* Quoted text *
====
It would yet be too easy to condemn happiness within this narrow view, as numerous voices have revealed. One could think of Sara Ahmed’s The Promise of Happiness in which the author develops the notion of “happiness dystopias”—dystopias that make any affective alternative impossible (2010, 163). This impossibility is highly political. In addressing the alienation of racialized bodies, Ahmed indeed explains that the exclusion of “the unhappiness of colonial histories” has fostered the imposition of “integration […] [waved as] a national ideal, a way of imagining national happiness” (2010, 158). In The Queer Art of Failure, Jack Halberstam compellingly criticizes the capitalist heteronormativity of success and proposes, alternatively, to consider failure as queer art, that is, an art which focuses on negation, forgetfulness, stupidity (2011, 25) and “turns to the impossible, the improbable, the unlikely, and the unremarkable” (2011, 88).

In literature, music, and other forms of art, critics also flourish. More and more artists disrupt normative plots and twists about a utopian, illusory happy end, thereby revealing how happiness has been—and still is—defined as heterosexual, cisgendered, ableist, white and male. Critical utopias (Moylan 2014) and critical feminist dystopias (Dillon 2020) point to the failure of the happy system in being inclusive as well as to the relationality of dystopic forms of happiness. Further, beyond common understandings of speculative fiction, afrofuturism enables “original narratives of identity, technology, and the future” that “reflect African diasporic experience” (Nelson 2002, 9). Multimodal, afrofuturism counters racist and sexist visions of happiness that the singer, actress, producer Janelle Monáe explores notably in her conceptual album Dirty Computer which is accompanied by an “emotion picture”, a short film (2018, online).

It is in furthering such critiques that this issue of Post-Scriptum wants to address the defect of happiness. “Defect” is here to be understood as the very strategy of our capitalist, neoliberal, patriarchal and imperialist society that turns people into mere nuts and bolts which help to keep that system working while being part of this same system. “Defect” sheds light on the paradox inherent to happiness that Lauren Berlant brilliantly acknowledged in Cruel Optimism. The notion of cruel optimism exposes how subjects are attached to objects of desire even though these objects threaten their happiness, yet this attachment displays the fantasy of the ‘good life’ (2011, 24). “Defect” symbolizes this paradox: happiness itself is defective for it is as much of an ideal as of an illusion. The term “system” also reveals the role of power in considering affects, dreams, resistances. One could think here of Judith Butler’s critique of the conceptualization of the “good life”, which is socially constructed and does not leave space for living one’s life “in a deliberate or reflective way”, as, for Butler, the “good life” remains a question of political constraints related to one’s status in the society (2012, online). Happiness can become a site of violence on which encounters—negative, positive, ambivalent ones—can happen.
====
* Exercise prompt *
Translate this sentence from the passage on happiness into French: "“Defect” symbolizes this paradox: happiness itself is defective for it is as much of an ideal as of an illusion."

* Given data *
====
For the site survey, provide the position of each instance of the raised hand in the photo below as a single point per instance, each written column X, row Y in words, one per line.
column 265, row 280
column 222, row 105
====
* Response for this exercise *
« Défaut » symbolise ce paradoxe : le bonheur lui-même est défectueux, car il est autant un idéal qu'une illusion.